- [Trecho selecionado]:
Quiseram as circunstâncias que minhas andanças pelo México começassem por Querétaro, uma bela cidade, que em muitos momentos foi protagonista na história do país. De uma forma absurdamente extemporânea, a França de Napoleão III implantou Maximiliano da Áustria como Imperador do México. Apeado da presidência, Benito Juárez, apoiado pelos EUA, acabaria por vencer Maximiliano e o fuzilariam em 1867, no Cerro de Las Campanas, em Querétaro. Curioso que Benito tenha aceitado a ajuda dos norte-americanos, que haviam conquistado metade do México na guerra de 1849: Texas, Nuevo México, Arizona, California, Utah, Nevada e parte do Colorado. A bandeira do México tem no centro uma águia, mas a história mostrou que a águia do Tio Sam rapina com mais apetite.
Sob Porfirio Diaz, que comandou o país por mais de trinta anos, o México se industrializa, mas passa a depender de seu vizinho do norte. Em 1910, com o descontentamento campesino e a luta por eleições livres, Madero lidera uma revolução e em 1911 derrota Diaz. Zapata e Pancho Villa não aderem e em 1913 Madero é assassinado. Huerta assume o poder. Renuncia pouco depois e Carranza assume, mas é assassinado em 1920 e estoura a guerra civil. Como se vê o México tem uma história de violência política pra ninguém botar defeito.

- [Linhas fornecidas]:
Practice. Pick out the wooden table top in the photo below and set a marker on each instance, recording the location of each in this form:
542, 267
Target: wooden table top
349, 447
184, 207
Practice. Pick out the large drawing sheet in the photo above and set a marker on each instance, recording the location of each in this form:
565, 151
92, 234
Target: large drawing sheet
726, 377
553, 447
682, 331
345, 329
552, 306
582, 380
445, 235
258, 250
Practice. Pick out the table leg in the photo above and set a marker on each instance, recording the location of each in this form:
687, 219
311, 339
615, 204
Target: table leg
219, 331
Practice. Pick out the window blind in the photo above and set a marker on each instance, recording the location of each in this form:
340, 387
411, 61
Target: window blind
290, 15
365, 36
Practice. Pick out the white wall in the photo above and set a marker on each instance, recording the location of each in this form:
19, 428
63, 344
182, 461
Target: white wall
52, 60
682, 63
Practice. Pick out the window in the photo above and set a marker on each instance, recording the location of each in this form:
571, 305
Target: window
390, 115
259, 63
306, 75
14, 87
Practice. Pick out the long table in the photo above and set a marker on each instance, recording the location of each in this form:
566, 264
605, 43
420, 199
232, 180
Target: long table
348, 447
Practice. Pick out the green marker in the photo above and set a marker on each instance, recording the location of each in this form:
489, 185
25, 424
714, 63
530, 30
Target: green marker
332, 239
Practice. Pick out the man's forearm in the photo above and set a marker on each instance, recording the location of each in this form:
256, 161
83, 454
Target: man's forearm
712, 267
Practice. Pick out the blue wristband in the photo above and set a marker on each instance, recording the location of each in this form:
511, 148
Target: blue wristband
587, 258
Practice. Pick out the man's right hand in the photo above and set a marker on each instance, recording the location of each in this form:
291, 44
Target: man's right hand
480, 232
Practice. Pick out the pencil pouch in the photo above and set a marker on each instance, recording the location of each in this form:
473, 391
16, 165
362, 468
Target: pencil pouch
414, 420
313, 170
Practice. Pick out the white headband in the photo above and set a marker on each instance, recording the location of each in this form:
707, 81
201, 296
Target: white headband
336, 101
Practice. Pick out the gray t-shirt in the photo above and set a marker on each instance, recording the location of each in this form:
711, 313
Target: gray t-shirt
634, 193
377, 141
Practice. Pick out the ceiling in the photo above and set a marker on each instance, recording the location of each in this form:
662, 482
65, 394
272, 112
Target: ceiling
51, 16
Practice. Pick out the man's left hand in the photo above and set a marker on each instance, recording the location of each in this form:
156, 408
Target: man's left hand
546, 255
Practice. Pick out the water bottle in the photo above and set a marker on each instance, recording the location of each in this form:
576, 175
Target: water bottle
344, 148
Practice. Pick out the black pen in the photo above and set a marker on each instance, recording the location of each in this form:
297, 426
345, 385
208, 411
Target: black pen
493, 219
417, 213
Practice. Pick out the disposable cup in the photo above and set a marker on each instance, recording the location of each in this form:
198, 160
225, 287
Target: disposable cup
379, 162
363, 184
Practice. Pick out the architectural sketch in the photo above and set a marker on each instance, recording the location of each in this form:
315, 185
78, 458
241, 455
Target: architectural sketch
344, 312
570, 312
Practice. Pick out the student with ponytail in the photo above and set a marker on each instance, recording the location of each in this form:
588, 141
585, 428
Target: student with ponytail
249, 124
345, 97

- [Requisito A]:
Segundo o trecho selecionado, em que lugar e em que ano Maximiliano foi fuzilado?
- [Requisito B]:
As afirmações abaixo estão de acordo com o trecho selecionado? Responda sim ou não a cada uma e cite as palavras do texto que decidem.
(i) Porfirio Diaz comandou o México por mais de trinta anos.
(ii) Zapata e Pancho Villa aderiram à revolução liderada por Madero.
(iii) Carranza foi assassinado em 1913.
- [Requisito C]:
Reescreva em forma de lista o parágrafo do trecho selecionado que começa com "Sob Porfirio Diaz", mantendo seus fatos principais.

- [Sua solução A]:
No Cerro de Las Campanas, em Querétaro, em 1867.

- [Sua solução B]:
(i) Sim: "que comandou o país por mais de trinta anos".
(ii) Não: "Zapata e Pancho Villa não aderem".
(iii) Não: "mas é assassinado em 1920".

- [Sua solução C]:
- Sob Porfirio Diaz, que governou por mais de trinta anos, o México se industrializa, mas passa a depender do vizinho do norte.
- Em 1910, com o descontentamento campesino e a luta por eleições livres, Madero lidera uma revolução.
- Em 1911, Madero derrota Diaz.
- Zapata e Pancho Villa não aderem à revolução.
- Em 1913, Madero é assassinado e Huerta assume o poder, mas renuncia pouco depois.
- Carranza assume e é assassinado em 1920, quando estoura a guerra civil.
- O México tem uma longa história de violência política.